**Task details:**
Starting at the line that holds "the shirt collar", copy every line exactly through the end of the data, and no others.

** Begin Dataset **

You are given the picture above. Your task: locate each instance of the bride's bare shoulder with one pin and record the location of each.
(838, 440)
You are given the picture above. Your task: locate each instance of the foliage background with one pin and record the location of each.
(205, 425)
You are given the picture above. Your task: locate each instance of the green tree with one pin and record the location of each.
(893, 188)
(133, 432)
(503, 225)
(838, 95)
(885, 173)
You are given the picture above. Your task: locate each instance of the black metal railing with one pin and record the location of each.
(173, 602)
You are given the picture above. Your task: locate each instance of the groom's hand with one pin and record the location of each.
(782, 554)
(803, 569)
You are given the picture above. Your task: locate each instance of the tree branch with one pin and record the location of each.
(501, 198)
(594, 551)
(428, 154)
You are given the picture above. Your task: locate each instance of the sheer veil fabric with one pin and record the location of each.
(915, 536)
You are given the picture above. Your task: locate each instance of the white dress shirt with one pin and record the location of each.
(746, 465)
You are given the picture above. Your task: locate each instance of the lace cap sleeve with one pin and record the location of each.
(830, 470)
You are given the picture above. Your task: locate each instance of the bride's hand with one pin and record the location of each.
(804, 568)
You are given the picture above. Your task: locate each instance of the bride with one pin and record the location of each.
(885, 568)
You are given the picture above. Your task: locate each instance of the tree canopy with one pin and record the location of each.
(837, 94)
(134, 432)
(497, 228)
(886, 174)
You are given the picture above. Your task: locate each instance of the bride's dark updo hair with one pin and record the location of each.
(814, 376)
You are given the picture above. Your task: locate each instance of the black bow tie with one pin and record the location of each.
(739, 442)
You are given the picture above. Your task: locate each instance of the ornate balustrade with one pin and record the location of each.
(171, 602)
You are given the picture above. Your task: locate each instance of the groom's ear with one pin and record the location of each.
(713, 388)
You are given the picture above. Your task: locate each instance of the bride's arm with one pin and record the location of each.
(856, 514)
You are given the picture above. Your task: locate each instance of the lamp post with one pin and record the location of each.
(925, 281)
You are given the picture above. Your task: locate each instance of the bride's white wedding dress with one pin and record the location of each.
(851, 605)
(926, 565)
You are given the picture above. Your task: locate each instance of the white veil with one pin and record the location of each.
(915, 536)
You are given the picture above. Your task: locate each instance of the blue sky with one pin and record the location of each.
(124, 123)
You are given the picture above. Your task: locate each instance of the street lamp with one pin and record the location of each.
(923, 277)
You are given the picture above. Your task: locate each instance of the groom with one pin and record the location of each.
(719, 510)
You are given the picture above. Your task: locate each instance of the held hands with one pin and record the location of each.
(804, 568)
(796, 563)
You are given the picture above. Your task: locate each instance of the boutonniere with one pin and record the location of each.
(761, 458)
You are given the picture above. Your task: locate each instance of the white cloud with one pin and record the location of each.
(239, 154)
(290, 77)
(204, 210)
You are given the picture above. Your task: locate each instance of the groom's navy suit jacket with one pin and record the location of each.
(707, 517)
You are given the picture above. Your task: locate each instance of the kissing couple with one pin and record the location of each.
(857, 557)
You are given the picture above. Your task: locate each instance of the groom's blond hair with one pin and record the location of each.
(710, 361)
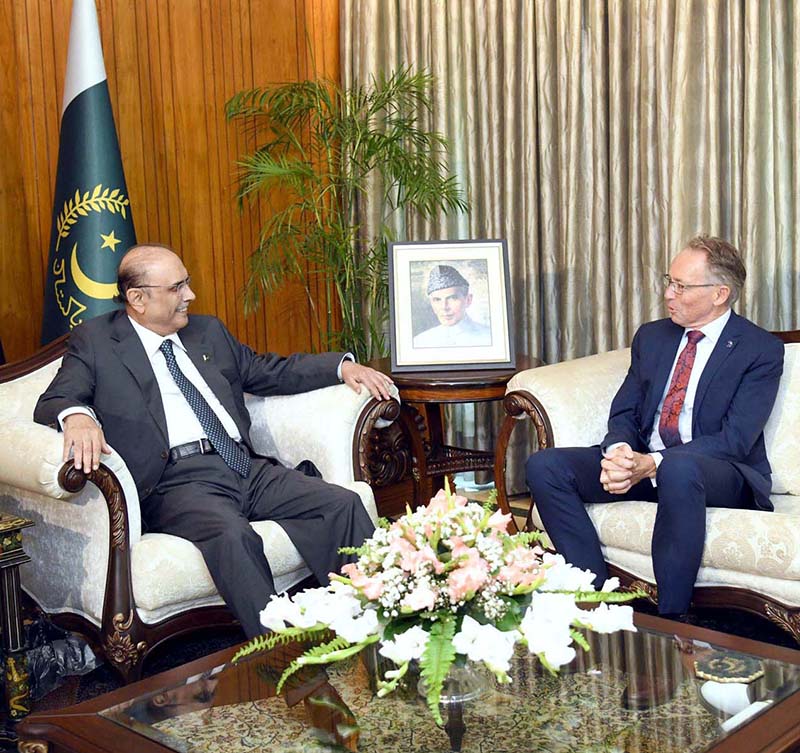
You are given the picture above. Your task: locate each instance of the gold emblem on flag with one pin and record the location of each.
(76, 207)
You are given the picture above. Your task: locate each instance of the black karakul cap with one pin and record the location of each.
(444, 276)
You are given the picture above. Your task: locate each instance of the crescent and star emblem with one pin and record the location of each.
(101, 290)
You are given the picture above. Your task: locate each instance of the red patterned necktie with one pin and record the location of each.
(676, 394)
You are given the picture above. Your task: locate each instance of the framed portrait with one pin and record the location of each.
(449, 305)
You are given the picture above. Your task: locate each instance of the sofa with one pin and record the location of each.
(92, 568)
(751, 559)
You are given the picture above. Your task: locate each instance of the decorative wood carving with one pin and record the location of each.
(33, 746)
(73, 480)
(382, 454)
(119, 646)
(648, 588)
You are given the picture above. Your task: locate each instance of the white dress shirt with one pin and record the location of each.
(182, 423)
(705, 347)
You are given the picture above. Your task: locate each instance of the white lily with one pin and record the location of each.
(281, 610)
(559, 575)
(608, 618)
(356, 629)
(405, 646)
(487, 644)
(546, 627)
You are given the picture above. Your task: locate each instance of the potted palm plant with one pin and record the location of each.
(317, 149)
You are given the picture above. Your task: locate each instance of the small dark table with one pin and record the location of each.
(15, 665)
(424, 395)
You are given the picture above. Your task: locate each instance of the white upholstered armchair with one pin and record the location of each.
(94, 571)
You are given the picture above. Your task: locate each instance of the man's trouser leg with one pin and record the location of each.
(688, 483)
(317, 516)
(200, 499)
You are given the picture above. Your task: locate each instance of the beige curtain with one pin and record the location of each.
(597, 136)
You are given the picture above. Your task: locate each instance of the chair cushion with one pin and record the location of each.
(168, 572)
(780, 432)
(771, 547)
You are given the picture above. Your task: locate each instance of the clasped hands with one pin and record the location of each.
(623, 468)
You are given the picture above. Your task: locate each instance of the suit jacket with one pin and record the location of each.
(734, 397)
(107, 369)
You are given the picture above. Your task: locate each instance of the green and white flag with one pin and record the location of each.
(92, 224)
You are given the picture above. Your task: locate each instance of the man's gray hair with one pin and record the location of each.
(724, 263)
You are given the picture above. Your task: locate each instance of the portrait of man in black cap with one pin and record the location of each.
(449, 296)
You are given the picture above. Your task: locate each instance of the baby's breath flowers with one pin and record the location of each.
(446, 583)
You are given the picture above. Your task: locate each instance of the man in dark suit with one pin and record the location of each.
(173, 407)
(685, 428)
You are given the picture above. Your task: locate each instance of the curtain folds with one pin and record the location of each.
(597, 136)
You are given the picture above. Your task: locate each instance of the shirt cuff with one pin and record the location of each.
(77, 409)
(345, 357)
(657, 458)
(610, 449)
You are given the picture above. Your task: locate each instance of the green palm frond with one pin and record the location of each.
(436, 662)
(317, 148)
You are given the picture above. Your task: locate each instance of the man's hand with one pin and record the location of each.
(354, 375)
(86, 439)
(624, 468)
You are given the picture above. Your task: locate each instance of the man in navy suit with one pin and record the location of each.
(685, 429)
(172, 405)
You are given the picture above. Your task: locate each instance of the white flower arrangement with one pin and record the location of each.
(446, 583)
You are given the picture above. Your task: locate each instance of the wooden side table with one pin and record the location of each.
(424, 395)
(17, 685)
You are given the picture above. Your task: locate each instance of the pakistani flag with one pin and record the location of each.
(92, 224)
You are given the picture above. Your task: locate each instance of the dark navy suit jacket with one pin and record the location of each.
(734, 397)
(106, 368)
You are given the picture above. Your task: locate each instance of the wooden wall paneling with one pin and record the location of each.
(239, 67)
(19, 268)
(171, 66)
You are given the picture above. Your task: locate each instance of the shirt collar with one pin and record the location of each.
(152, 340)
(713, 329)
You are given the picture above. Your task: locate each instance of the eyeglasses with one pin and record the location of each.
(681, 287)
(178, 287)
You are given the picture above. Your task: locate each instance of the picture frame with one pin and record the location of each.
(450, 306)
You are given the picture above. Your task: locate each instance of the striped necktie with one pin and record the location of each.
(234, 456)
(676, 394)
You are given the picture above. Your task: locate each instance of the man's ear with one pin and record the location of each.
(135, 299)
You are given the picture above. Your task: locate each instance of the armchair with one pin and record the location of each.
(751, 559)
(92, 568)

** End Dataset **

**Written response:**
You are given the picture above. Your task: locate each instance of the shirt collar with one pin and record the location of each.
(152, 340)
(713, 329)
You are given the picture above. Your task: locate each instance of the eyeglasses with one pin and record the location of each.
(681, 287)
(178, 287)
You are given the picture above. Your task: locate each instance of the picture frame with one pin and record the location of each.
(450, 306)
You are given the picture above. Your task: locate each instance of the striped necktie with one pin and record the location of each.
(234, 456)
(676, 394)
You are given the picture above. Your task: locate each instance of the man's ear with one pin and record the location of each.
(135, 299)
You are given the picture above. Your task: locate each instance of the armchair with one pin and record the location of each.
(751, 559)
(92, 568)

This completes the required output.